There are many lines in this song https://www.youtube.com/watch?v=DC8FsIdVi9Y that echo one of my many recurring dreams about Anthony and me.

When I last posted, I described a dream where Ants had miraculously recovered; now that is definitely a beautiful dream.

A less beautiful, recurring dream is the one about death. In this dream, Anthony is dead and my dream-self is grief-stricken. But then my real-self wakes up from the dream and realises that he is alive after all. Many of the lyrics of the this song really got to me and are as follows:

I found myself dreaming…
Split second and you disappeared…
Wake up in tears with you by my side…
Breath of relief when I realised…
Whenever we’re standing…
No, we’re not promised tomorrow

Ming of course is not at all keen on either listening to, or reading, the lyrics of this song and, now that he has become musically superior to me, he likes to throw me his opinions:

It’s soooo repetitive, Mum!
It’s so cliched – oh, Mum, you can’t possibly like this song!
NO I DON’T WANT TO HEAR ABOUT YOUR ROMANCE!
Yes, let’s have a chat about love … I like this girl who….
NO I DON’T WANT TO HEAR ABOUT YOUR HEARTBREAK!
I’m off to my shed now, Mum. Love you!

I think I might just listen to the song one more time before I go to bed because I don’t care what the Ming says, this has become my song for Anthony.

▶ **Study questions**:
1. List every song lyric line quoted in the post about dreams of Anthony.
2. Summarize the post in two sentences.
The material that comes next is not part of the post and stands on its own.

▶ **Provided data**:
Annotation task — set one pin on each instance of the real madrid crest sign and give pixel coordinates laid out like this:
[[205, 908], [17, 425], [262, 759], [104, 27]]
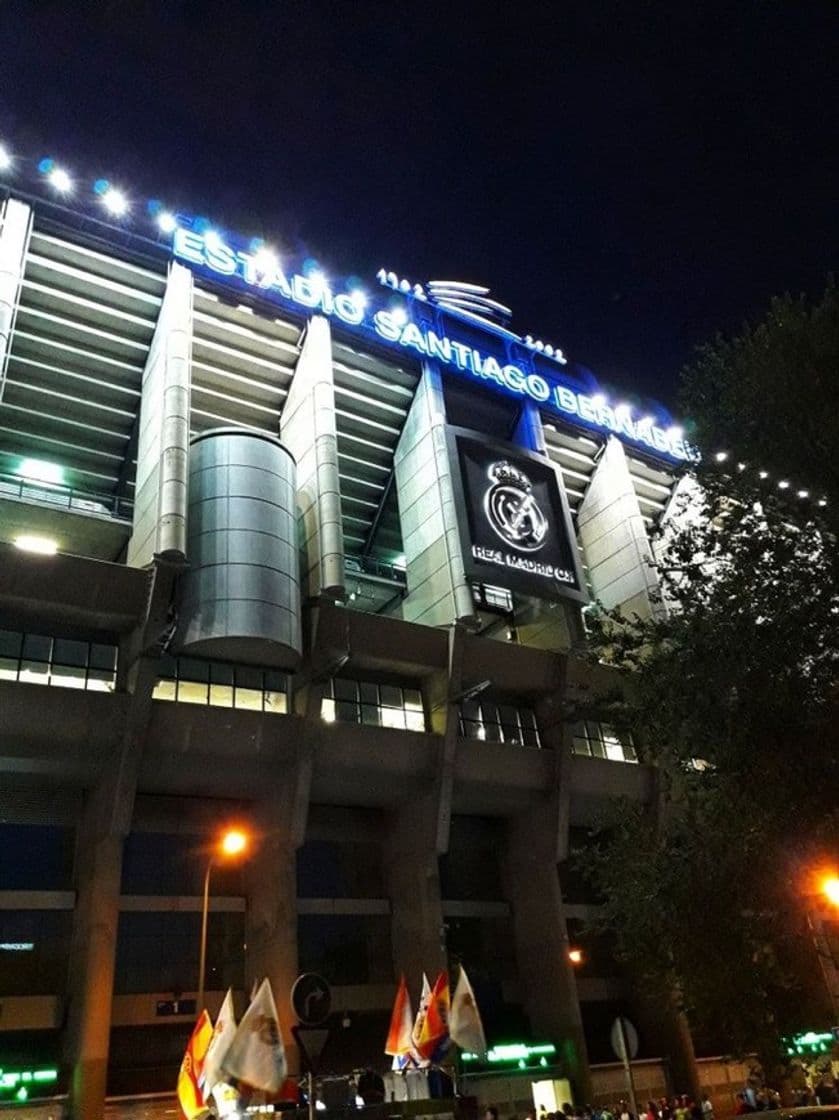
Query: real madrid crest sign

▶ **Answers to the exercises**:
1.
I found myself dreaming…
Split second and you disappeared…
Wake up in tears with you by my side…
Breath of relief when I realised…
Whenever we’re standing…
No, we’re not promised tomorrow

2. The writer says many lines of a song echo a recurring dream in which Anthony is dead and the dream-self is grief-stricken, until the writer wakes and realizes he is alive after all. Ming calls the song repetitive and cliched, but the writer plans to listen to it once more before bed because it has become the writer's song for Anthony.